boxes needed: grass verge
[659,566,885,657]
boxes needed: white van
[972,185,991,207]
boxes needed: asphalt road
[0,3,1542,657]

=-=-=

● Objective: Output every one of the rows above again, line for line and character for character, in the same order.

● Finished exercise:
boxes needed: grass verge
[659,566,885,657]
boxes needed: white van
[972,185,991,207]
boxes needed: asphalt road
[0,3,1542,657]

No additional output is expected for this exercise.